____ Provided passage

Making video with AI
Hedra
Investors can’t get enough of start-up artificial intelligence (AI) video generators. Data from Tracxn suggests these businesses have already raised more than $500 million of new funding in 2025 – more than in any previous year. The biggest rounds have included a $308 million raise from New York-based Runway and London-headquartered Synthesia’s $180 million investment. And now California’s Hedra is joining the party.
Hedra, founded in San Francisco in 2024, will today announce it has raised $32 million of new finance from investors led by a16z Infra, with existing investors including a16z speedrun, Abstract and Index Ventures also participating. This round brings the total amount of money raised by the company to $43 million.
Investors’ appetite for the growing number of young businesses in the space reflects the rapid growth in the market, itself a reflection of the pace at which AI video technology is advancing. Allied Market Research estimates the global market for these ventures was worth around $600 million in 2023 – but predicts that this figure will rise to $9.3 billion by 2033. That represents annual growth of more than 30% a year.

________
____ Study material

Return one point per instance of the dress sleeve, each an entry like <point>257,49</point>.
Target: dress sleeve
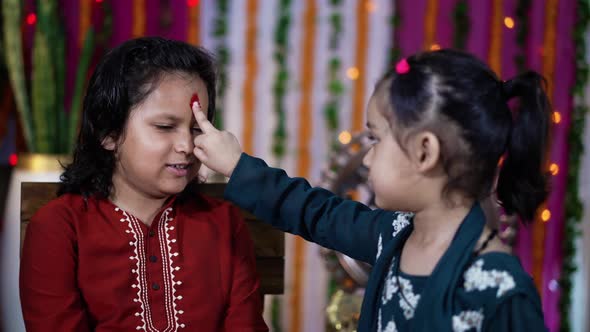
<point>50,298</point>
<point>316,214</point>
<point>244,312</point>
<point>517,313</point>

________
____ Study material

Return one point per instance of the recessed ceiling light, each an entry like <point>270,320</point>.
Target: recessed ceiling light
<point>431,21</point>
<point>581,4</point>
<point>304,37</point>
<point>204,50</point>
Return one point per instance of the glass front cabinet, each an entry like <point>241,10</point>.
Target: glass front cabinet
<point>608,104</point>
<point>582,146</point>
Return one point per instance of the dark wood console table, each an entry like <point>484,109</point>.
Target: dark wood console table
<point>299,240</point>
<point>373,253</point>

________
____ Study material

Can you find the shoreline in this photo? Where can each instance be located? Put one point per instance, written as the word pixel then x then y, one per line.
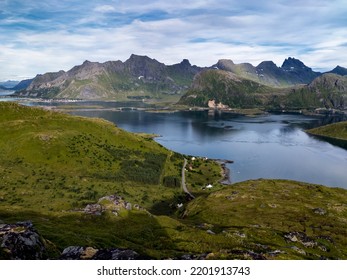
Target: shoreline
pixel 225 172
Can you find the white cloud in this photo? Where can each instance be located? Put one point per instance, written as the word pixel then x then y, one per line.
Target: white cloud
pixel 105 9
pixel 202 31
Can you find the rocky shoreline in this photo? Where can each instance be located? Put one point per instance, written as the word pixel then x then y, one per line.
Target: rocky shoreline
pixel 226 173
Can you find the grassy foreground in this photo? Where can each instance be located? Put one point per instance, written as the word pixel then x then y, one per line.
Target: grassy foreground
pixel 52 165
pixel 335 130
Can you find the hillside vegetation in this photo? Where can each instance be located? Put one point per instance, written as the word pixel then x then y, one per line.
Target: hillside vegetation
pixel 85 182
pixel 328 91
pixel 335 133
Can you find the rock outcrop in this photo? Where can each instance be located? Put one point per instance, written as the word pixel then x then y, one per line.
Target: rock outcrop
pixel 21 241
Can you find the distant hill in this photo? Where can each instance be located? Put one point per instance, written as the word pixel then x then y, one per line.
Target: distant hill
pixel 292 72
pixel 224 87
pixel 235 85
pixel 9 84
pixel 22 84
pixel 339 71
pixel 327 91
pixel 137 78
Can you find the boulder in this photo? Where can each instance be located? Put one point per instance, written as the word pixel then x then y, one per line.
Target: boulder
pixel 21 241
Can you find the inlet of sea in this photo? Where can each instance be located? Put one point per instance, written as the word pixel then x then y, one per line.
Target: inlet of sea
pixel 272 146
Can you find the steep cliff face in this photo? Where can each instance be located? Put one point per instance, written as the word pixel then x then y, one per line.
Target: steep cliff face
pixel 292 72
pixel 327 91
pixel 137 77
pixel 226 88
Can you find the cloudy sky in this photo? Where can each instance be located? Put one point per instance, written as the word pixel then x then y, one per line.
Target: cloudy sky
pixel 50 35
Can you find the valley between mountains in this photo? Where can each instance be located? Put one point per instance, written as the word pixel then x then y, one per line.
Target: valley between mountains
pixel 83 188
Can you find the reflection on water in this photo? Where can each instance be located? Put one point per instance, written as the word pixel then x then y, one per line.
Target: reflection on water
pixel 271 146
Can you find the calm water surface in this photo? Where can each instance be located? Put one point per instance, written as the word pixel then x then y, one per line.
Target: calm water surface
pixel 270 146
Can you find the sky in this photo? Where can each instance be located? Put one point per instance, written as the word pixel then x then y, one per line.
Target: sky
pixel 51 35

________

Answer these questions from the passage on AI video start-up funding.
(a) According to Tracxn data, how much new funding have AI video generator start-ups raised in 2025?
(b) How much did Hedra's new round raise, and which investor led it?
(c) What does Allied Market Research predict the global market will be worth by 2033?

(a) More than $500 million.
(b) $32 million, led by a16z Infra.
(c) $9.3 billion.